THE PROBLEM: Reproduce the listing exactly, keeping every word as it is.
=-=-=-=-=
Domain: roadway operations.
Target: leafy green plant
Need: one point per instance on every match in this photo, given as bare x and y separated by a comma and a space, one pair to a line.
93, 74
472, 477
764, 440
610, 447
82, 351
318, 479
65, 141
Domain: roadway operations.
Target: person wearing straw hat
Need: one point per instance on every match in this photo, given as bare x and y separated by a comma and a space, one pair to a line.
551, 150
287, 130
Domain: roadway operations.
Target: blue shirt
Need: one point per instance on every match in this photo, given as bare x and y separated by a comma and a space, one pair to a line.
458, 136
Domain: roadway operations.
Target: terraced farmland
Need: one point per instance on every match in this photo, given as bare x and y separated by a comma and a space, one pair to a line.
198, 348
=-=-=-=-=
RESPONSE TO THE EXERCISE:
Domain: roadway operations.
Target: leafy green plant
Need: one point per instance on every match in this photo, given as bare x and y separated by a comma and a space, one pair to a line.
93, 74
472, 477
764, 440
610, 447
82, 351
318, 479
65, 141
Domain: roadway operations.
Target: person wearing straw hat
Need: one point per instance on every match in this photo, given as bare x and y separated by a comma and a space, one pair to a line.
551, 150
287, 130
Domain: roadway operations.
Target: blue shirt
Need: one point per instance on every match in this photo, given as bare x and y separated by a comma and a space, one pair to a line.
458, 136
Domain: roadway operations.
Target: terraced farmland
Need: one point per instance on every match in this photo, given as bare x and y separated by a comma and a space, one pair to a line.
198, 348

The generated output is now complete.